** start of Information provided **
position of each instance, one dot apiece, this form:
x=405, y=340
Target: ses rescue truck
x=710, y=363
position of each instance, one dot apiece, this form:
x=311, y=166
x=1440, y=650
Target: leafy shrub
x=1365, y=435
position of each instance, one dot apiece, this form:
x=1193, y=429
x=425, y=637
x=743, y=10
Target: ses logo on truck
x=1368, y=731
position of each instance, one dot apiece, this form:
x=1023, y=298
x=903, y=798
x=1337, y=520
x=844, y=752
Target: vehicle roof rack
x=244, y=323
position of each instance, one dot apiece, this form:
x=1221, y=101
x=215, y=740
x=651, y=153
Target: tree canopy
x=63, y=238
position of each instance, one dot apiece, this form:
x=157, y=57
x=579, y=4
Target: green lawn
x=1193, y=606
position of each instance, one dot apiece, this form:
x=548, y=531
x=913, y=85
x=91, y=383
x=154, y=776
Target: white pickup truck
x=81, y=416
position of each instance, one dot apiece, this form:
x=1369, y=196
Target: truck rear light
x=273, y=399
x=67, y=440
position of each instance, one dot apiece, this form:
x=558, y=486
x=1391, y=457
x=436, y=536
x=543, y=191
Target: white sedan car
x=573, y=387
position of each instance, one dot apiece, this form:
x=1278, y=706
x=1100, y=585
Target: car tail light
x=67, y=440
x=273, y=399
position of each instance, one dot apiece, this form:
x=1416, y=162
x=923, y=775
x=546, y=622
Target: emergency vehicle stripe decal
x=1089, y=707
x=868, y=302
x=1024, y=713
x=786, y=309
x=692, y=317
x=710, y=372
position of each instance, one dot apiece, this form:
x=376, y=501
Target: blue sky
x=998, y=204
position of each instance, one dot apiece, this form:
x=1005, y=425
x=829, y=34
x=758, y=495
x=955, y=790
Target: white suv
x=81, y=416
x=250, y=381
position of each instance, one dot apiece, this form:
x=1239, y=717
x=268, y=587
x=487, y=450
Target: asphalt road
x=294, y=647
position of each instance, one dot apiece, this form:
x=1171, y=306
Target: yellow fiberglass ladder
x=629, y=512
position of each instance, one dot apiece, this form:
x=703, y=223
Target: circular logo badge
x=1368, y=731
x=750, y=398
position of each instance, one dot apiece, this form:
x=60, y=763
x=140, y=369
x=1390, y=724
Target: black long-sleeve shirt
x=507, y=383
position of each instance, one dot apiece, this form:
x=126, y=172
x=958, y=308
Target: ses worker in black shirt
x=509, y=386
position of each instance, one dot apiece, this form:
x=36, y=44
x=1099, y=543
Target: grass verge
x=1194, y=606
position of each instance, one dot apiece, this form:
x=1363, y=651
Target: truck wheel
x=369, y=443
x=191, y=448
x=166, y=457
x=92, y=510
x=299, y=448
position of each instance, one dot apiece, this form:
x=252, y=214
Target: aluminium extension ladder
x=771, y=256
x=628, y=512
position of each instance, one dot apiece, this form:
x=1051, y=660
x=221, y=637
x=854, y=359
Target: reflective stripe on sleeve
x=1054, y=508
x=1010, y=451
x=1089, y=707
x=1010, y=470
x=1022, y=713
** end of Information provided **
** start of Information provided **
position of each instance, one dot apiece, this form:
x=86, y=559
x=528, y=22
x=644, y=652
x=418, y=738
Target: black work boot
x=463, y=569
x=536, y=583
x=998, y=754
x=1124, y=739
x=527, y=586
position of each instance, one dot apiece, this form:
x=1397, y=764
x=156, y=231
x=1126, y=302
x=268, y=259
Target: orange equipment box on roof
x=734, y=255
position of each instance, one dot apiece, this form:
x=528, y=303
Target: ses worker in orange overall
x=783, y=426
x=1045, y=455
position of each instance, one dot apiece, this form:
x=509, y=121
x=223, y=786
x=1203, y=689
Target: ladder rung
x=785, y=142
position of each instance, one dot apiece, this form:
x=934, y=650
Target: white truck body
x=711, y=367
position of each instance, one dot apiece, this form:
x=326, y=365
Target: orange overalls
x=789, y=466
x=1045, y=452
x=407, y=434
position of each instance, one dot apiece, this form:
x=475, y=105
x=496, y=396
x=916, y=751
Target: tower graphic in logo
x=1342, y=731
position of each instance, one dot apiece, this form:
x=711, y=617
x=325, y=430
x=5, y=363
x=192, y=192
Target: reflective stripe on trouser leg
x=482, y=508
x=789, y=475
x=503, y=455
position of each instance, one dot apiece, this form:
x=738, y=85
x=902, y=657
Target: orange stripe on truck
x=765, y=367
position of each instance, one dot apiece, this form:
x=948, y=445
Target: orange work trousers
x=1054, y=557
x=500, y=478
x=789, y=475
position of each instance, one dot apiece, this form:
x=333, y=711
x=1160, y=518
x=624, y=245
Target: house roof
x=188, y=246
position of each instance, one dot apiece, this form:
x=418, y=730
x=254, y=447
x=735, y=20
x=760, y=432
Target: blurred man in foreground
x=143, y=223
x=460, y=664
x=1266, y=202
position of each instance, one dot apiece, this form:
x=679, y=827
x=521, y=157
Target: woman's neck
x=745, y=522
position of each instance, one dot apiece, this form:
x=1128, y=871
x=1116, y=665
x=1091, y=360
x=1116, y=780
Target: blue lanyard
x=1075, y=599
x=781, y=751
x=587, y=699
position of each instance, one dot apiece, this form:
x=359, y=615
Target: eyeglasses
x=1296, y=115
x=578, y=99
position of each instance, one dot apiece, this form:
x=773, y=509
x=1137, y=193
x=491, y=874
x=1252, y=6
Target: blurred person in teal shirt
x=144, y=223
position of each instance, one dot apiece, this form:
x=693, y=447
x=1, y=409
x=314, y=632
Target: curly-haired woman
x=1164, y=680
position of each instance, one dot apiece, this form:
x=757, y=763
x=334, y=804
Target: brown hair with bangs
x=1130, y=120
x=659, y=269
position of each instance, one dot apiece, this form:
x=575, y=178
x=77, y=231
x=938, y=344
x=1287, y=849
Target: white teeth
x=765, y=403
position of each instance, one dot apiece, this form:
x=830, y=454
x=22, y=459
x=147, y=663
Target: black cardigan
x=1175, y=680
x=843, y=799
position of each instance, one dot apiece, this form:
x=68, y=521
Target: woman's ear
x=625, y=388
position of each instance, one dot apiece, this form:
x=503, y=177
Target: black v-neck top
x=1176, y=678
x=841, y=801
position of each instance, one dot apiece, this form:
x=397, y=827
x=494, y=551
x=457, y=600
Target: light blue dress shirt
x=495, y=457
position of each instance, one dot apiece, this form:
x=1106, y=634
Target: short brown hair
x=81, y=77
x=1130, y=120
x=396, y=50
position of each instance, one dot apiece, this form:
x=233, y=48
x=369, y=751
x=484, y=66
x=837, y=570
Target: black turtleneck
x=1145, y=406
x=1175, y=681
** end of Information provided **
** start of Information provided **
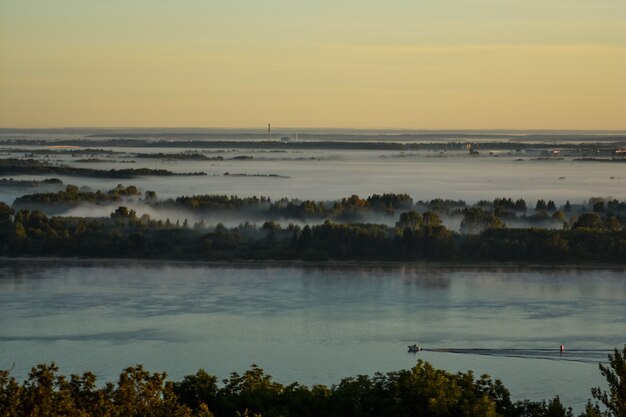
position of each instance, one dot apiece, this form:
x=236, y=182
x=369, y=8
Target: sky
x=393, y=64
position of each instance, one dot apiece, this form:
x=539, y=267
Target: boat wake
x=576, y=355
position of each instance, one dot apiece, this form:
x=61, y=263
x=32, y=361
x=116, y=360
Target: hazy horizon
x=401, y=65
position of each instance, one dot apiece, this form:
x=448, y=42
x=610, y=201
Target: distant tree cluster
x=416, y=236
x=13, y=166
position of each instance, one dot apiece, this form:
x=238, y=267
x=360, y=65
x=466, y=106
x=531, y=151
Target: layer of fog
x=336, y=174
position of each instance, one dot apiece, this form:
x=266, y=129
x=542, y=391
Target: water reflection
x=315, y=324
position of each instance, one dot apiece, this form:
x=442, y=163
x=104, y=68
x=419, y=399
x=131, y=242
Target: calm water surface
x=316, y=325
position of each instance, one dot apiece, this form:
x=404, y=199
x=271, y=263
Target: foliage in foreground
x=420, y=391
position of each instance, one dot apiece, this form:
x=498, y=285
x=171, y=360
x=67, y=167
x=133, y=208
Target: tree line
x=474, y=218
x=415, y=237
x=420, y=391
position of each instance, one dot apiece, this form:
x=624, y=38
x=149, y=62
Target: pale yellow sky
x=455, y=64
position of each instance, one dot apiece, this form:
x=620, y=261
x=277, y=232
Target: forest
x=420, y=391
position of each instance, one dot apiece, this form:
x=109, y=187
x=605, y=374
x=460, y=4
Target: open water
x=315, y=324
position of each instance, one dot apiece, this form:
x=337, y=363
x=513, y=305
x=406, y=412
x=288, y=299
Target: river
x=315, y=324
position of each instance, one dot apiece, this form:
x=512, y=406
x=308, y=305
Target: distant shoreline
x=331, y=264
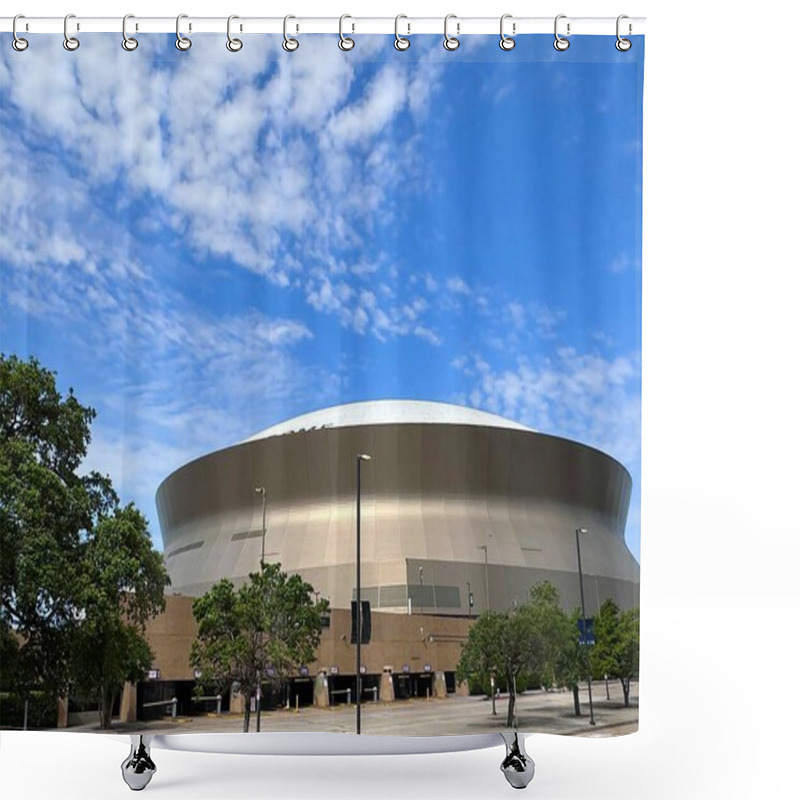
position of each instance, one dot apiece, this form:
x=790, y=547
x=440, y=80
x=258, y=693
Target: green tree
** end of Information provided **
#### Task statement
Which lines of the data contain the string "woman"? Extract each one and copy it out.

#### Answer to the exercise
Target: woman's neck
Target: curly-haired woman
Target: woman's ear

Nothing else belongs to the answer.